The resort operates almost entirely on privately owned land, unlike the majority of Utah ski areas.
The originator of the Snowbird resort concept was Ted Johnson, who had managed the Alta Lodge in the town of Alta at the head of Little Cottonwood Canyon for about a decade. He had explored the terrain below Alta in the Peruvian Gulch and Emma Mine/Gad Valley watersheds that later became Snowbird. Johnson met Dick Bass, a Texas oilman, in 1969, and the two of them partnered to create the Snowbird resort, which opened in 1971. In 1974, Johnson sold his interest in Snowbird to Bass.
On May 12, 2014, an ownership change was announced. Businessman Ian Cumming became the majority owner, in partnership with Bass, who remained chairman. Dick Bass died in 2015.
In July 2021 Snowbird shut down the Tram Club. The decision was kept private with no warning to the staff or public. It had been at Snowbird since 1994 and was a hot spot for locals in the community.
Snowbird resort is a year-round ski and summer resort located in the heart of the Wasatch National Forest on the eastern border of the Salt Lake City suburb of Sandy. It is 29 miles (47 km) from Salt Lake City International Airport, 24 miles (39 km) from downtown Salt Lake City and 4 miles (6 km) east of the suburb of Sandy. The resort first opened in December 1971.
Snowbird shares Little Cottonwood Canyon with Alta Ski Area to the east, just up the canyon over a ridge that separates the two. Beginning winter 2002, the two resorts offer a joint day pass and a joint season ticket allowing full access all of the terrain on both mountains: 26 ski lifts and tows and a skiable area of 4,700 acres (19 km2). The collaboration coincided with the opening of a new lift in Mineral Basin, a large bowl owned by Snowbird on the back of Snowbird's Hidden Peak and Alta's Sugarloaf mountains that had been skiable within the resort since 1999. The installation of Baldy Express in 2002 allowed access to Alta from the Basin. Other access points between the two resorts exist as well. The offer is open to skiers only, as a result of Alta's skiers-only (no snowboards) policy.
Both areas receive more than 500 inches (1,270 cm) of snowfall per year due to lake-effect enhancement from the Great Salt Lake, making them the second snowiest ski areas in the United States (after the ones in the Cascades). In contrast to the humid and wet conditions in the Cascades near the Pacific Ocean, the arid condition of the Great Basin produces very dry and powdery snow, making Snowbird and Alta top global destinations for powder-skiing aficionados. Another benefit of being East of the Great Salt Lake is that salt from the lake provides the condensation nuclei that creates ice pellet snow that doesn't pack like normal snowflakes. Loose powder for days after a snowfall is common. On very windy days the salt is lifted thousands of feet and has been known to coat the windshield of airplanes flying into Salt Lake City.

(Outline annotation records)
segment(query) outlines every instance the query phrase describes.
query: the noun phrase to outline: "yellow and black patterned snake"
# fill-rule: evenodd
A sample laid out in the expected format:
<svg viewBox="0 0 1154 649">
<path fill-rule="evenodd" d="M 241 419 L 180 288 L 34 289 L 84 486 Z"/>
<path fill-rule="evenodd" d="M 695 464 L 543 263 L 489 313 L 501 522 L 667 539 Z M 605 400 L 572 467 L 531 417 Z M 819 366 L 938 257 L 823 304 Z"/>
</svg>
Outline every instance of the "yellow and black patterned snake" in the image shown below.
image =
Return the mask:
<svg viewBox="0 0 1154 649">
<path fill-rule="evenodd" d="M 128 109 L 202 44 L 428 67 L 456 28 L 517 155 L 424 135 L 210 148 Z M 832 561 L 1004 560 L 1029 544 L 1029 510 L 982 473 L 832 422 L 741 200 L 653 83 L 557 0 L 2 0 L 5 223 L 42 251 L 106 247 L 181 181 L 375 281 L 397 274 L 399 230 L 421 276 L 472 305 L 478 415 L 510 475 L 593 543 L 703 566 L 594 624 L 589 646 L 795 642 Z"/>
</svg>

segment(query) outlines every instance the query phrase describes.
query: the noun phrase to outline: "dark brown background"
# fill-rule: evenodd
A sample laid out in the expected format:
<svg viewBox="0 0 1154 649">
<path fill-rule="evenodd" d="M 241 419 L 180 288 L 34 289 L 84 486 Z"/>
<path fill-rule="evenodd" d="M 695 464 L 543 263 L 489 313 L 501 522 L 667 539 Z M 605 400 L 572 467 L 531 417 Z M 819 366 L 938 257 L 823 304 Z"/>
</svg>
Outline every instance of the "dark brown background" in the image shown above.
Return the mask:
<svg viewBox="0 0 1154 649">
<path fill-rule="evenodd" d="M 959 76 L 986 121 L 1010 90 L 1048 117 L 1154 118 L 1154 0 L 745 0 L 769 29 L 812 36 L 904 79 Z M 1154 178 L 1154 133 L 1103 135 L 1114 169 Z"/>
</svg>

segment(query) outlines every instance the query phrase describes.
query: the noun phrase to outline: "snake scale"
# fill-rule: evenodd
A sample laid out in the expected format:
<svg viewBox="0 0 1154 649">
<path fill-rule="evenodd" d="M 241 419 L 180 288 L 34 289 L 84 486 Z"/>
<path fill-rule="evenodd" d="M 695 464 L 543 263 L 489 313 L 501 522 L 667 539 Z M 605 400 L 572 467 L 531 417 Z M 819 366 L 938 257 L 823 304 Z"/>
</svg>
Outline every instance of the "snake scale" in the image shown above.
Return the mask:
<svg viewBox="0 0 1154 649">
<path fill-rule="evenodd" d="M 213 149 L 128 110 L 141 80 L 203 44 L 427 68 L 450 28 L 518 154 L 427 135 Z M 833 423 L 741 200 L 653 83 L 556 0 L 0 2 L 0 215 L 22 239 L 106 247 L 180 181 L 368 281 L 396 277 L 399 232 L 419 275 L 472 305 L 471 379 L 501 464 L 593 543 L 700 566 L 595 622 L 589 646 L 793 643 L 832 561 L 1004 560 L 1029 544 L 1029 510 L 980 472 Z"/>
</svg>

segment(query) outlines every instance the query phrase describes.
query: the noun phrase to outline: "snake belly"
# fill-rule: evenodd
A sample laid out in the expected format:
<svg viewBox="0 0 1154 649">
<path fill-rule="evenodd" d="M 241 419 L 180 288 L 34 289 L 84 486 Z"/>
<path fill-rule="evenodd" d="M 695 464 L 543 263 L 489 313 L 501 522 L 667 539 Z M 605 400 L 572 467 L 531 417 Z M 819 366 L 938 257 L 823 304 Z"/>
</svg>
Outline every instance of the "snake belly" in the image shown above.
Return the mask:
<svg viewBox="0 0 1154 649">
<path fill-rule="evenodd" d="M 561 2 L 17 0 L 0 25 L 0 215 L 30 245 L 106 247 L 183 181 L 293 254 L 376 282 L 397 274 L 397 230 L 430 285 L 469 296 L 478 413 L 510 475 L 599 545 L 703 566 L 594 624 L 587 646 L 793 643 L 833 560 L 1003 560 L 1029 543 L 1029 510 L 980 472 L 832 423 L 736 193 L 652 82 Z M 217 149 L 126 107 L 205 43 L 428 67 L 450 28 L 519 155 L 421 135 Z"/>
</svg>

**EXERCISE REQUIREMENTS**
1. In the Snowbird passage, in what year did Ted Johnson sell his interest in Snowbird to Dick Bass?
2. Print the section of the Snowbird passage between "On May 12, 2014, an" and "in the community.", inclusive.

**THE RESPONSES**
1. 1974

2.
On May 12, 2014, an ownership change was announced. Businessman Ian Cumming became the majority owner, in partnership with Bass, who remained chairman. Dick Bass died in 2015.
In July 2021 Snowbird shut down the Tram Club. The decision was kept private with no warning to the staff or public. It had been at Snowbird since 1994 and was a hot spot for locals in the community.